“This article sounds like disposable utensils come for free. But, in fact, we already are forced to pay a packaging fee for each order we make.”
“What does it have to do with these platforms? Even if they didn’t exist, we could still order food directly from restaurants. Wouldn’t it be more effective for this environmental organization to sue manufacturers of single-use containers and utensils?
Following a viral article that cast blame on the meal-delivery industry in China for “destroying our children’s future” with food-packaging waste, the country’s three biggest internet food-delivery platforms — Ele.me, Meituan Waimai, and Baidu Waimai — are now being sued by an environmental organization for the harmful effects of their packaging.
However, although the lawsuit was intended to raise people’s awareness of pollution, most internet users, as illustrated by the two comments above (in Chinese), seemed to side with the companies and doubted the effectiveness of the lawsuit.

> Check your understanding
- A) Name every internet food-delivery platform that the passage on the food-delivery lawsuit says is being sued.
- B) Rewrite everything in the passage on the food-delivery lawsuit from "Following a viral" down to "of the lawsuit.", substituting "legal action" for "lawsuit".
- C) Continue the passage on the food-delivery lawsuit, starting after its last sentence.

> Dataset excerpt

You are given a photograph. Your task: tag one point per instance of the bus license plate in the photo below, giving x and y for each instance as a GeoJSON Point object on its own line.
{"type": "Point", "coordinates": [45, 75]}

> Task-by-task results
- A) Ele.me, Meituan Waimai, Baidu Waimai

- B)
Following a viral article that cast blame on the meal-delivery industry in China for “destroying our children’s future” with food-packaging waste, the country’s three biggest internet food-delivery platforms — Ele.me, Meituan Waimai, and Baidu Waimai — are now being sued by an environmental organization for the harmful effects of their packaging.
However, although the legal action was intended to raise people’s awareness of pollution, most internet users, as illustrated by the two comments above (in Chinese), seemed to side with the companies and doubted the effectiveness of the legal action.

- C)
The suit was filed by the Green Volunteer League of Chongqing, an activist organization based in Sichuan Province, and was accepted by the No. 4 Beijing Intermediate People’s Court on September 1. The group argues that “there are defects in the meal-delivery platforms’ business practices” as they generally don’t provide an option for users to opt out of disposable utensils when they place orders. The organization alleges that the offering of single-use chopsticks and other disposable utensils by default not only violates official notices on curbing the use of plastic bags and disposable chopsticks, but also infringes upon consumer choice. Other fast-food chains that provide in-house meal-delivery services such as McDonald’s and KFC are also under the group’s watch.
In an open letter (in Chinese) published on its website, the NGO said, “Based on a conservative estimate that each order comes with 1.5 single-use chopsticks, Meituan kills 6,700 trees with its 13 millions orders every day.” The organization also believes that “if a feature that allows users to easily opt out of disposable utensils is available on these platforms, pollution pressures on the environment will be relieved significantly.”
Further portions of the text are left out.